§ Task brief
Would you print the records below from the first line through the line containing "Put a dot on each instance of the grazing", skipping the pictures?

§ Extracted records
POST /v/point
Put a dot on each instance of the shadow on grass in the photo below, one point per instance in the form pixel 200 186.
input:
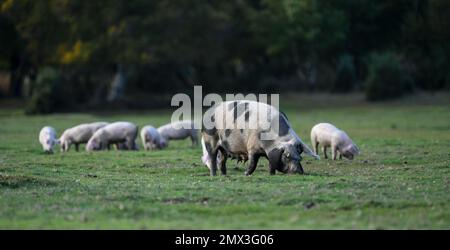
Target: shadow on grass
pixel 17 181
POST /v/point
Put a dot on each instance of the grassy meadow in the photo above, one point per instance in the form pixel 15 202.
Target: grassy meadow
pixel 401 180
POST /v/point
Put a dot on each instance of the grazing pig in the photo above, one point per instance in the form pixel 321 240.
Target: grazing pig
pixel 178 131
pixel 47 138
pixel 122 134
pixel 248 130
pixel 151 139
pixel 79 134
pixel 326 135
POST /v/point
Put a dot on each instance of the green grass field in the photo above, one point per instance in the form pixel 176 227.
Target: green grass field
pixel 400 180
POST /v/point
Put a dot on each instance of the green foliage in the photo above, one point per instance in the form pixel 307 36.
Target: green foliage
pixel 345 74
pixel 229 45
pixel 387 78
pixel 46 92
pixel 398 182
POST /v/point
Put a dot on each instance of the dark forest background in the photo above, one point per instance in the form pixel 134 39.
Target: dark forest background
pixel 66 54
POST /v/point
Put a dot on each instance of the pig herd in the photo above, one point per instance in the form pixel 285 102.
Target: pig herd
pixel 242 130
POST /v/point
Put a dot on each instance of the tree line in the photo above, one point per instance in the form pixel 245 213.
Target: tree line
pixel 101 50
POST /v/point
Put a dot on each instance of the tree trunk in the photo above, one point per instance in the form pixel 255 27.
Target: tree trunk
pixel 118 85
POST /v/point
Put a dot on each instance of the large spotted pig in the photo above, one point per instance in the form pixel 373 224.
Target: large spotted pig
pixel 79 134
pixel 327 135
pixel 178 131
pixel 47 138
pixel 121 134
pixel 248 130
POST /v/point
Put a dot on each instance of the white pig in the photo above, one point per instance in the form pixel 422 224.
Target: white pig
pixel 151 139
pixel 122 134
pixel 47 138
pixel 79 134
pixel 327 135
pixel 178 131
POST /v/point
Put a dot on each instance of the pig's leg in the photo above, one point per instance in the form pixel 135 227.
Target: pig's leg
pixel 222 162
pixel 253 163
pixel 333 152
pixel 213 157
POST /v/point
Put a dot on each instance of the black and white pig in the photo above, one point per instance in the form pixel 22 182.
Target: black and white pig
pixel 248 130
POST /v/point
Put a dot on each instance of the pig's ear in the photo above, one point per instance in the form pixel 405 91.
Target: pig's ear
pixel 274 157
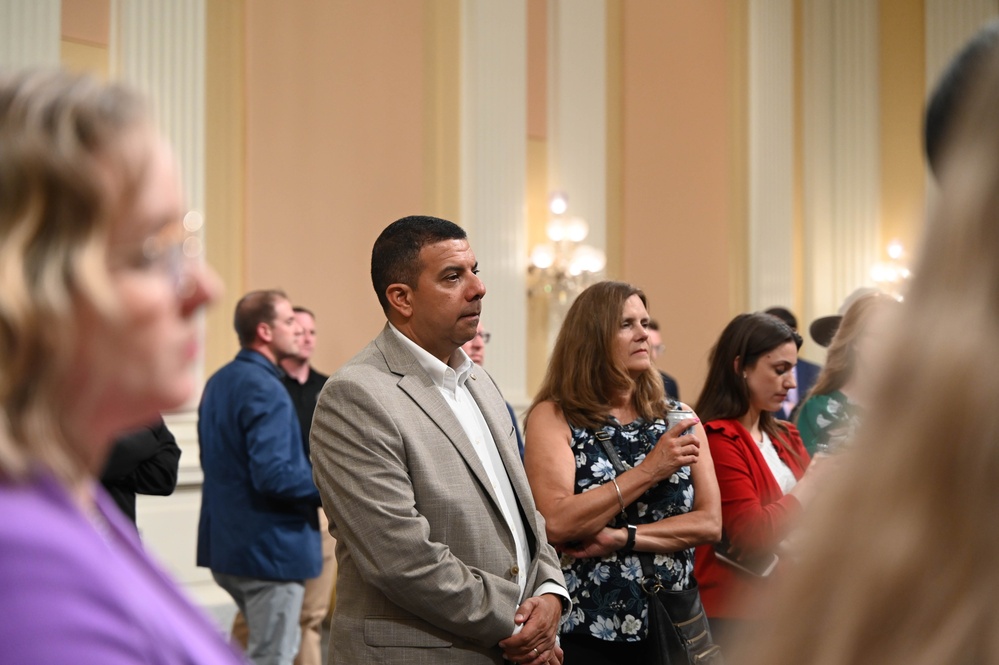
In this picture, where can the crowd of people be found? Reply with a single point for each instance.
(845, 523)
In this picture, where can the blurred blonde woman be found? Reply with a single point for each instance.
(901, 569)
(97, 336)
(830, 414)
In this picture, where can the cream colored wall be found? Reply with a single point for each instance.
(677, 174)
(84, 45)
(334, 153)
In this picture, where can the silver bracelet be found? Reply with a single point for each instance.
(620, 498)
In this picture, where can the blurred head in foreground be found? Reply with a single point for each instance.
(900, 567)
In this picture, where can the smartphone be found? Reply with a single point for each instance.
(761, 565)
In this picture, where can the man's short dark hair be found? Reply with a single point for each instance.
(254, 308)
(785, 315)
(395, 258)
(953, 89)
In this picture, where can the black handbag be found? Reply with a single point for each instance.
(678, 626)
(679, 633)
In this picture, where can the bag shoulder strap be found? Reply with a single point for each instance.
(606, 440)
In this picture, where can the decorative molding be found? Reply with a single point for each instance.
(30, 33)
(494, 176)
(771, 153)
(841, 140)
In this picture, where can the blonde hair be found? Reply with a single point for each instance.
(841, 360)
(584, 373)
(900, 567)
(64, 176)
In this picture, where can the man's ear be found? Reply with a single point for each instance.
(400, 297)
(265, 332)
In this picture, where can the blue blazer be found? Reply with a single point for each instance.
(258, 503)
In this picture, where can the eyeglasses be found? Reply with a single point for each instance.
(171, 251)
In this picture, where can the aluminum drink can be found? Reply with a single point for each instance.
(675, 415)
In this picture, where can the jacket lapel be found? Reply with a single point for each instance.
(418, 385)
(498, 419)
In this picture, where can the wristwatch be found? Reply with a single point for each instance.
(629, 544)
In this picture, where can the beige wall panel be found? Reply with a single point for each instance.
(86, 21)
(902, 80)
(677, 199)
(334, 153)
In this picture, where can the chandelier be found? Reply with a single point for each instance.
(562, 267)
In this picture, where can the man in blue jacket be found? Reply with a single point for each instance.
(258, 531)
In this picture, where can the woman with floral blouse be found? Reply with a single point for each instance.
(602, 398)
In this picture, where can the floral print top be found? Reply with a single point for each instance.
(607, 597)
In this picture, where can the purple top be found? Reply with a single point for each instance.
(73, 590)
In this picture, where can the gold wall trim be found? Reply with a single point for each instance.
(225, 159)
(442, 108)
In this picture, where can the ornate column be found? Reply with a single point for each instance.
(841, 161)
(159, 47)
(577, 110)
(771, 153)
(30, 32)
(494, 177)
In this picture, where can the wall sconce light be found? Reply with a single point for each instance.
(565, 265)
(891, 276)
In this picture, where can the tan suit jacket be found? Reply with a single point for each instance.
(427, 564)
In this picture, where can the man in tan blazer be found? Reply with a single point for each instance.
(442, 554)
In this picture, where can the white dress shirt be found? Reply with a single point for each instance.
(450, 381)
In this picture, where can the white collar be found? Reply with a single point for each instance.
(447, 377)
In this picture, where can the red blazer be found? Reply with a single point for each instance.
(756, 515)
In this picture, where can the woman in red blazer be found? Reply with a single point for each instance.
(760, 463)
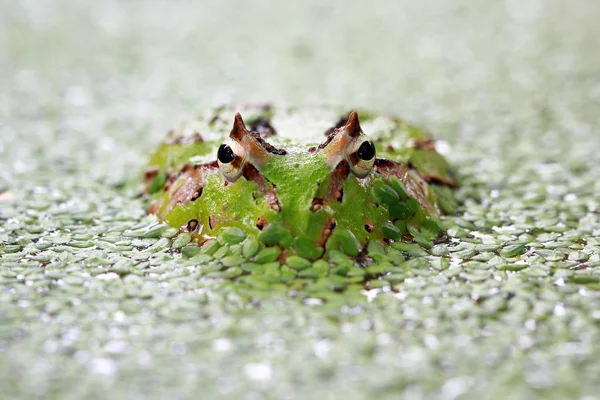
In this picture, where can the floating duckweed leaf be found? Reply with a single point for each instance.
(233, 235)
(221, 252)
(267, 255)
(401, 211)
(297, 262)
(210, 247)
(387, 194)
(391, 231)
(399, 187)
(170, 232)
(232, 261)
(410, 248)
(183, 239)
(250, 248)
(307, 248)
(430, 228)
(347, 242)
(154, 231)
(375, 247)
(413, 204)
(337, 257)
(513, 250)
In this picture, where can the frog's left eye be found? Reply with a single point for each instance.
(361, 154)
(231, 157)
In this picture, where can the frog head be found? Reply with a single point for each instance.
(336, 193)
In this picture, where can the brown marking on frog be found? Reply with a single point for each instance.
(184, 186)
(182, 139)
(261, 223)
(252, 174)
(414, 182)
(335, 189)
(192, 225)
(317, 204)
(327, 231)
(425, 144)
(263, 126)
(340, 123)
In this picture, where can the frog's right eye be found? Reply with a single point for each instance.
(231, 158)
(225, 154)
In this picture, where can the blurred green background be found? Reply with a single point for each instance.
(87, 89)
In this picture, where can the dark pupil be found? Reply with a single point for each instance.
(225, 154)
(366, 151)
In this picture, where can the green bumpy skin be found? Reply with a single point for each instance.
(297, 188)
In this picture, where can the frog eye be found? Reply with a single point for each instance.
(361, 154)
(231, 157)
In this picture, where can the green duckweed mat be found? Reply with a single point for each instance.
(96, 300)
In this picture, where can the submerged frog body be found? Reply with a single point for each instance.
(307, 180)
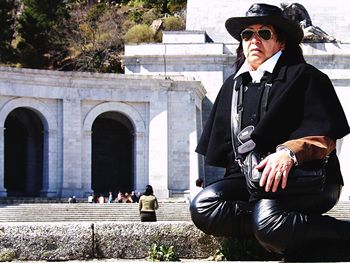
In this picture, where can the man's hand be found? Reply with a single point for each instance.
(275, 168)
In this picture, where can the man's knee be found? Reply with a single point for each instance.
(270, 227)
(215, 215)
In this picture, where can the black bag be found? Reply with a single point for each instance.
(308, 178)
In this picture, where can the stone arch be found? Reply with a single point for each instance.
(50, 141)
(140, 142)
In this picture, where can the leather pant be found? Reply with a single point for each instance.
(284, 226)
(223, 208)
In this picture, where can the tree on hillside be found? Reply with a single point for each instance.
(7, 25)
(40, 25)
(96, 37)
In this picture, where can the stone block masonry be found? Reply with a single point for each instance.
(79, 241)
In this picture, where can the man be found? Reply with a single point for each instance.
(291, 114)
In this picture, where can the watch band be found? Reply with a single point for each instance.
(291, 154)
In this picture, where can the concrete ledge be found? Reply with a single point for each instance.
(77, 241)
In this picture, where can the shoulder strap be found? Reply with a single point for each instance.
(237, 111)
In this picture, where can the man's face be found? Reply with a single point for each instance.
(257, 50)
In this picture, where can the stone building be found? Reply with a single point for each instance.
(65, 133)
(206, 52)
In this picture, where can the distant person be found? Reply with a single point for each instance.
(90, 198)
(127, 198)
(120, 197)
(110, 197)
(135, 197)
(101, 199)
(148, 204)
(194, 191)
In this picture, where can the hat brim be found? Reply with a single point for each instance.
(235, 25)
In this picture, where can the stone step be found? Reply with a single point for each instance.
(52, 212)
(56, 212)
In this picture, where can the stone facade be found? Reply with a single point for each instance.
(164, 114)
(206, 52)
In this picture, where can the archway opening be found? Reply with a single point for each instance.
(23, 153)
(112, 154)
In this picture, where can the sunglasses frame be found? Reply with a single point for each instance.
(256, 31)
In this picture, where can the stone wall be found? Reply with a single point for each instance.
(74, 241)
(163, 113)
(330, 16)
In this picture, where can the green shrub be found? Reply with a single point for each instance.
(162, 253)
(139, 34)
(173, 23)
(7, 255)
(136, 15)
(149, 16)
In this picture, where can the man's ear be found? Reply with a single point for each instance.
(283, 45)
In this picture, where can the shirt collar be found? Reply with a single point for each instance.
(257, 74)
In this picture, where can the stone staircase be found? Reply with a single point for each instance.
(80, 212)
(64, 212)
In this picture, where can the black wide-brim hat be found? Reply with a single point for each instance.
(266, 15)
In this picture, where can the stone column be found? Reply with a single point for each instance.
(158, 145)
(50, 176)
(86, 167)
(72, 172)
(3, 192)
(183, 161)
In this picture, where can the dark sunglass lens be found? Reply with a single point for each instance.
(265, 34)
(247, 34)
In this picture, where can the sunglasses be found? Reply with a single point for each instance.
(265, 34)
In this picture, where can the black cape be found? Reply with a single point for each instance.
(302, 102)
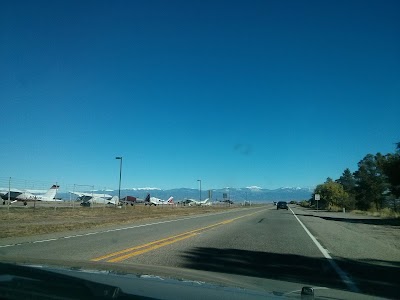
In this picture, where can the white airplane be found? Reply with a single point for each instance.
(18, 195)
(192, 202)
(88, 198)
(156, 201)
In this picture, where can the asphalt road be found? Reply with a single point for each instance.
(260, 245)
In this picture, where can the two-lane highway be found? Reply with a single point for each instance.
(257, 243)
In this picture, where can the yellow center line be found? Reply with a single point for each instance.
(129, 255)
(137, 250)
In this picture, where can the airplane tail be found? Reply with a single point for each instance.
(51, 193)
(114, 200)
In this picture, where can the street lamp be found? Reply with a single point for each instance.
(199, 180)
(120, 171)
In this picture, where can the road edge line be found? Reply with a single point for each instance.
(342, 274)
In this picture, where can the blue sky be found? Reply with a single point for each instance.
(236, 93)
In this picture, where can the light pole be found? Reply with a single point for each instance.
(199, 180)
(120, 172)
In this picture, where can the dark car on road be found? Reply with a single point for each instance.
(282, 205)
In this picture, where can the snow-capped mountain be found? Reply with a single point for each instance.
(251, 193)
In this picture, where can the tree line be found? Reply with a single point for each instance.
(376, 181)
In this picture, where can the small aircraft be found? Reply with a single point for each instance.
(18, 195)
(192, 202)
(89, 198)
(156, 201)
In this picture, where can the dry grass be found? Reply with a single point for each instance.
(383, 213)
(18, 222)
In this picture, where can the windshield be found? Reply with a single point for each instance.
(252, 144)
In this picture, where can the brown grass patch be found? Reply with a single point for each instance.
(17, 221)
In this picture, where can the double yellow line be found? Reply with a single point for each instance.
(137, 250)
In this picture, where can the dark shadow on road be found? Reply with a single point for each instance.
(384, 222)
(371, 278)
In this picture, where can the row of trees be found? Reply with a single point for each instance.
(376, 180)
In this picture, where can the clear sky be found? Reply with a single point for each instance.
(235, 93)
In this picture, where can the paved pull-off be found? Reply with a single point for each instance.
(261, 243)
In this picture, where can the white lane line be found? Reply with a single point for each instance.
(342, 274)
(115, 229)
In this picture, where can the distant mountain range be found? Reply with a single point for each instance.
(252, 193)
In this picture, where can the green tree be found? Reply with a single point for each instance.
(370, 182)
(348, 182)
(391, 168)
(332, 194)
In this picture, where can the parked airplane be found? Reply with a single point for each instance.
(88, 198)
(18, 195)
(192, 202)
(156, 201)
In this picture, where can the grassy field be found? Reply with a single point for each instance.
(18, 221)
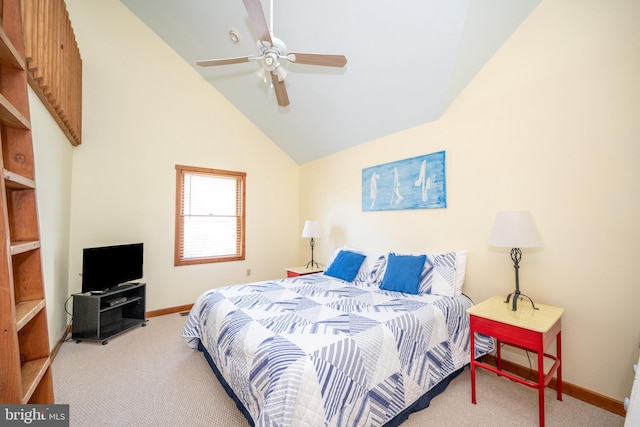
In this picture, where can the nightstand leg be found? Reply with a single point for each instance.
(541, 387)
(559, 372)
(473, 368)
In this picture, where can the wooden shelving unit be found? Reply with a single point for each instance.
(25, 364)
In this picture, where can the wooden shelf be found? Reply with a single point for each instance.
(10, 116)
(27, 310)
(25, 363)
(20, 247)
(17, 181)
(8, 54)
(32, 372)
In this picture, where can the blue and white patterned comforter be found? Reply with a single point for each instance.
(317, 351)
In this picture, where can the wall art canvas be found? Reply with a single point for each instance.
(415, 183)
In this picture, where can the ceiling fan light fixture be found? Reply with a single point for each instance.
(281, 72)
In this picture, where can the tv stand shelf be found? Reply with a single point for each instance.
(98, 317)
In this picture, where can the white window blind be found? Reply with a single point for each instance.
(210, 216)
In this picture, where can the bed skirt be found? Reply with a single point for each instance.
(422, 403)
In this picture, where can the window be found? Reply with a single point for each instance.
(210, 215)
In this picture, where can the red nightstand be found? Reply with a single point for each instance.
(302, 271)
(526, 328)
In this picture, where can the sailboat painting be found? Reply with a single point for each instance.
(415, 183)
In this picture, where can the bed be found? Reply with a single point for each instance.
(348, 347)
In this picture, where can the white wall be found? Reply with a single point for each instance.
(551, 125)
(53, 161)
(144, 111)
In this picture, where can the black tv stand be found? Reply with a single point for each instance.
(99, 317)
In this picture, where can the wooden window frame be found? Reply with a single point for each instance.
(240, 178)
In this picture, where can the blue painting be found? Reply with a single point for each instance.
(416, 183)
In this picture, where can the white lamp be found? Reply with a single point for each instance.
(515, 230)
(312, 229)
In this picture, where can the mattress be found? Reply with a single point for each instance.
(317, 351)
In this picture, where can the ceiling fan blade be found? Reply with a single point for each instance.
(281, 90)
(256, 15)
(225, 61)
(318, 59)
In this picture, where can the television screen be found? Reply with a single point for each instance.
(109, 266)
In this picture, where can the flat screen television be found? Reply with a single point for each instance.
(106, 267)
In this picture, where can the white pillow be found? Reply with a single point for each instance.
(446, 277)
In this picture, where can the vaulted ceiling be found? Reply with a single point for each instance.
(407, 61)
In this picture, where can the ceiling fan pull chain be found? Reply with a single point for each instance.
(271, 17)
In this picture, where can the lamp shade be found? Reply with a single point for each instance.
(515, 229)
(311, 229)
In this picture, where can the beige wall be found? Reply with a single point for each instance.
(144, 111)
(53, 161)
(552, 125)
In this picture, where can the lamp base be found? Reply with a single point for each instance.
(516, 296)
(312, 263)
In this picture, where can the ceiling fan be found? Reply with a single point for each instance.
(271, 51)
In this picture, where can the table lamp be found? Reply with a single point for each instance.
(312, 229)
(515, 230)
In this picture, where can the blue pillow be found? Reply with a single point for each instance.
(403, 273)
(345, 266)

§ The answer
POST /v/point
Put a dot on each instance of the shadow on grass in the photo below, one point per instance in the form pixel 200 186.
input:
Target: shadow on grass
pixel 17 181
POST /v/point
Put a dot on each instance of the grassy meadow in the photo above, one point per instance in the form pixel 15 202.
Target: grassy meadow
pixel 401 180
POST /v/point
Put a dot on each instance of the grazing pig in the photo above, one point per instance in the form pixel 321 240.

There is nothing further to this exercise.